## START Data for processing

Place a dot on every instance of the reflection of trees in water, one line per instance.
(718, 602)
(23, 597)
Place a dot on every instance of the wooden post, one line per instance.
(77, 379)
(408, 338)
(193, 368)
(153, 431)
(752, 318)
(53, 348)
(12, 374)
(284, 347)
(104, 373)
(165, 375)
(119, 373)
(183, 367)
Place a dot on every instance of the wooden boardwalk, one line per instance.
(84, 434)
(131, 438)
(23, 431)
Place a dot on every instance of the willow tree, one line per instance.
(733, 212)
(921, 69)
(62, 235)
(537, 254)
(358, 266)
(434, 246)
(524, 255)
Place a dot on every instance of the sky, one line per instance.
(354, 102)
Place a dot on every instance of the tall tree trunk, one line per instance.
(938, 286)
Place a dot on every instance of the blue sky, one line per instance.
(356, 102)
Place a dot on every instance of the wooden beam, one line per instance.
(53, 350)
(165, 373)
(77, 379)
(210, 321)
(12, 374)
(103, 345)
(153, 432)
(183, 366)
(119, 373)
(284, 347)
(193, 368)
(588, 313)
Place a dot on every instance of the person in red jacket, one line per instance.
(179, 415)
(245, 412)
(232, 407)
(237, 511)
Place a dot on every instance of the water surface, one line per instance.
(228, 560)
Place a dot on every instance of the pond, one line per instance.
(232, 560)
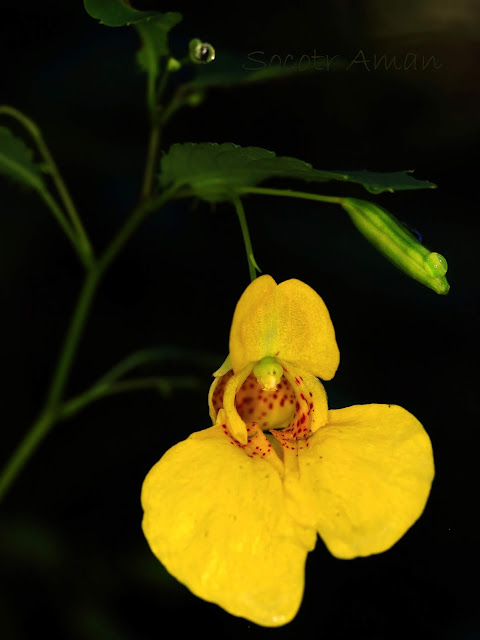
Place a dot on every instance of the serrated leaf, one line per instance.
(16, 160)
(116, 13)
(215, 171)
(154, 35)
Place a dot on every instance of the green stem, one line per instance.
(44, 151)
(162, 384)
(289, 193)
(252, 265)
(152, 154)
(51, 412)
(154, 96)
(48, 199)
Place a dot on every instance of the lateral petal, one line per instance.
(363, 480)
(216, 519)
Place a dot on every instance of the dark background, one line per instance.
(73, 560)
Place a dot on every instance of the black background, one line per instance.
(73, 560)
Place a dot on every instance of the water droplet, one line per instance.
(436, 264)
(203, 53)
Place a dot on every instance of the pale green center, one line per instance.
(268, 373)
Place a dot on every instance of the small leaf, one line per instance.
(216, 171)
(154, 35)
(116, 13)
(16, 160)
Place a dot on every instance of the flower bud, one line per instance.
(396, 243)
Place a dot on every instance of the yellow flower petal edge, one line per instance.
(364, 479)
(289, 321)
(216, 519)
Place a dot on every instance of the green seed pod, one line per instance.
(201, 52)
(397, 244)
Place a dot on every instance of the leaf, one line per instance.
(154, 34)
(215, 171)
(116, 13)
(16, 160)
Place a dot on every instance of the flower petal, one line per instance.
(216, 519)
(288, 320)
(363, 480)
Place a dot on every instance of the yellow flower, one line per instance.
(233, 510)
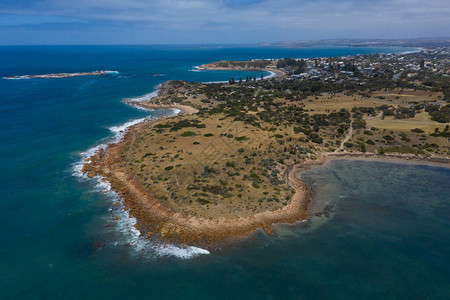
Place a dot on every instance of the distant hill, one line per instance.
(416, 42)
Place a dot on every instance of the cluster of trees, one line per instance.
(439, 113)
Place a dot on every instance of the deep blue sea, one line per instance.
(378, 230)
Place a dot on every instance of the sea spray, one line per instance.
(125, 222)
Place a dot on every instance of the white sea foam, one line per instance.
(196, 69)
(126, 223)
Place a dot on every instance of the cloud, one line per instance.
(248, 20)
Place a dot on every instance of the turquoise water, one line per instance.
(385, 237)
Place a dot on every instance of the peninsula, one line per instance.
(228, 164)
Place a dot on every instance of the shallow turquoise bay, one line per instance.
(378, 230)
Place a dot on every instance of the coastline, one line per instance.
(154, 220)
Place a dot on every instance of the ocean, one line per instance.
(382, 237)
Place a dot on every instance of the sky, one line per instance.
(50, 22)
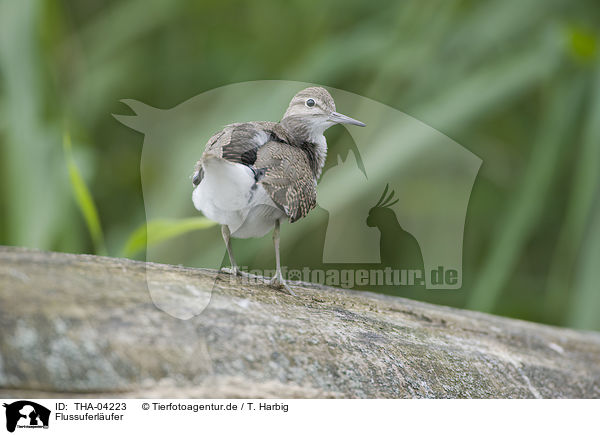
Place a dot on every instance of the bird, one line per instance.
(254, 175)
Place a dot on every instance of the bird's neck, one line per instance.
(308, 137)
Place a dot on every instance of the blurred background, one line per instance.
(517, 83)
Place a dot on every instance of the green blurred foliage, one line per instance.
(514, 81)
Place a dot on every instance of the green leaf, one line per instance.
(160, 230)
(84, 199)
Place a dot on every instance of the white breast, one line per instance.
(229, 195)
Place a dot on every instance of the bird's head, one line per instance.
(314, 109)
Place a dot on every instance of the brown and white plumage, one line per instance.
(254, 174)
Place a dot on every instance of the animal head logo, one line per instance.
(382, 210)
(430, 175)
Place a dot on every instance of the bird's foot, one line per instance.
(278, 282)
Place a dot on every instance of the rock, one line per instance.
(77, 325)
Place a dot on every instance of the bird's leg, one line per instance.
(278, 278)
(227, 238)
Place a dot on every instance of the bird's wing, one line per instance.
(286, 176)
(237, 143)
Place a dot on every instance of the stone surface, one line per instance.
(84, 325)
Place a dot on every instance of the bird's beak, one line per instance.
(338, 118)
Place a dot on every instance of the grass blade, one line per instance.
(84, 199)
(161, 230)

## END Data for processing

§ Your objective:
Reproduce all the records verbatim, excluding images.

§ Exercise result:
Place a dot on every instance of the reflection of trees in water, one line per instance.
(718, 602)
(23, 597)
Place a dot on every instance of the wooden post, one line per instance.
(77, 379)
(408, 338)
(193, 368)
(153, 431)
(752, 318)
(53, 348)
(12, 374)
(284, 347)
(104, 373)
(165, 375)
(119, 373)
(183, 367)
Place a dot on every instance of the wooden boardwalk, one line per instance.
(84, 434)
(131, 438)
(23, 431)
Place a dot on every instance of the willow tree, one line per instance.
(733, 212)
(921, 69)
(62, 235)
(537, 254)
(358, 266)
(434, 246)
(524, 255)
Place a dot on every instance of the sky, one line per instance.
(354, 102)
Place a dot on every instance of the tall tree trunk, one line per instance.
(938, 286)
Place a dot on every instance of the blue sky, one line per instance.
(356, 102)
Place a dot on every instance of the wooden beam, one line per instance.
(53, 350)
(165, 373)
(77, 379)
(210, 321)
(12, 374)
(103, 345)
(153, 432)
(183, 366)
(119, 373)
(284, 347)
(193, 368)
(588, 313)
Place a dot on every instance of the person in red jacket, one line per instance.
(179, 415)
(245, 412)
(232, 407)
(237, 511)
Place a dot on every instance of the water surface, one line per instance.
(228, 560)
Place a dot on every instance of the pond, one line per instance.
(232, 560)
Place a dot on every instance of the serrated leaf, one line per instance.
(16, 160)
(116, 13)
(215, 171)
(154, 35)
Place a dot on every instance of the green stem, one line per instance.
(44, 151)
(162, 384)
(289, 193)
(252, 265)
(152, 154)
(51, 412)
(154, 96)
(48, 199)
Place a dot on every instance of the lateral petal, one line per instance.
(363, 480)
(216, 519)
Place a dot on every instance of the dark background, one line per instance.
(73, 560)
Place a dot on every instance of the black background, one line per instance.
(73, 560)
Place a dot on every instance of the water droplet, one line per instance.
(436, 264)
(203, 53)
Place a dot on every instance of the pale green center, one line per instance.
(268, 373)
Place a dot on every instance of the small leaf, one line per instance.
(216, 171)
(154, 35)
(116, 13)
(16, 160)
Place a dot on every instance of the flower bud, one line per instance.
(396, 243)
Place a dot on every instance of the yellow flower petal edge, one line per instance.
(364, 479)
(289, 321)
(216, 519)
Place a dot on every instance of the green seed pod, one line per instance.
(201, 52)
(397, 244)
Place a dot on every instance of the leaf, one line per instance.
(154, 34)
(215, 171)
(116, 13)
(16, 160)
Place a dot on every instance of the flower petal, one line per instance.
(216, 519)
(288, 320)
(363, 480)
Place a dot on every instance of the yellow flower, one line per instance.
(233, 510)
Place a dot on every instance of the distant hill, one line per instance.
(416, 42)
Place a dot on every instance of the cluster of trees, one line per instance.
(439, 113)
Place a dot on every instance of the deep blue sea, one line per instance.
(378, 230)
Place a dot on every instance of the sea spray, one line per instance.
(125, 222)
Place a dot on every instance of the white sea foam, one line per instance.
(196, 69)
(126, 223)
Place a dot on every instance of the cloud, one line per instance.
(248, 20)
Place a dot on every instance of the turquoise water, one line per instance.
(385, 237)
Place a dot on every instance of the peninsula, one line per instance.
(228, 164)
Place a dot on every instance of the shallow turquoise bay, one line per instance.
(378, 230)
Place a dot on every instance of the coastline, one line per instance.
(154, 220)
Place a dot on every instance of the ocean, one line per instance.
(382, 237)
Place a dot on every instance of the sky, one line per instance.
(50, 22)
Place a dot on every instance of the bird, one line per instance.
(254, 175)
Place a dot on every instance of the bird's neck, one line per instance.
(308, 137)
Place a dot on every instance of the blurred background, one line per instance.
(517, 83)
Place a dot on every instance of the green blurred foliage, one line per instance.
(514, 81)
Place a dot on every instance of the green leaf, one line per instance.
(160, 230)
(84, 199)
Place a dot on every instance of the white breast, one line per instance.
(229, 195)
Place a dot on every instance of the bird's head, one line per instance.
(314, 109)
Place a dot on every instance of the brown and white plumage, one line per instance.
(254, 174)
Place a dot on every instance of the animal head logo, one line per instance.
(382, 210)
(430, 175)
Place a dot on every instance of the bird's foot, one line per instance.
(278, 282)
Place a dot on every instance of the rock, one line per instance.
(77, 325)
Place a dot on every instance of the bird's leg, one line per instance.
(278, 278)
(227, 238)
Place a dot on every instance of the bird's wing, one line per instance.
(286, 176)
(237, 143)
Place a dot on every instance of the stone surface, one line per instance.
(84, 325)
Place a dot on every instance of the bird's beak, one line per instance.
(338, 118)
Place a dot on every instance of the grass blade, one line per instance.
(84, 199)
(161, 230)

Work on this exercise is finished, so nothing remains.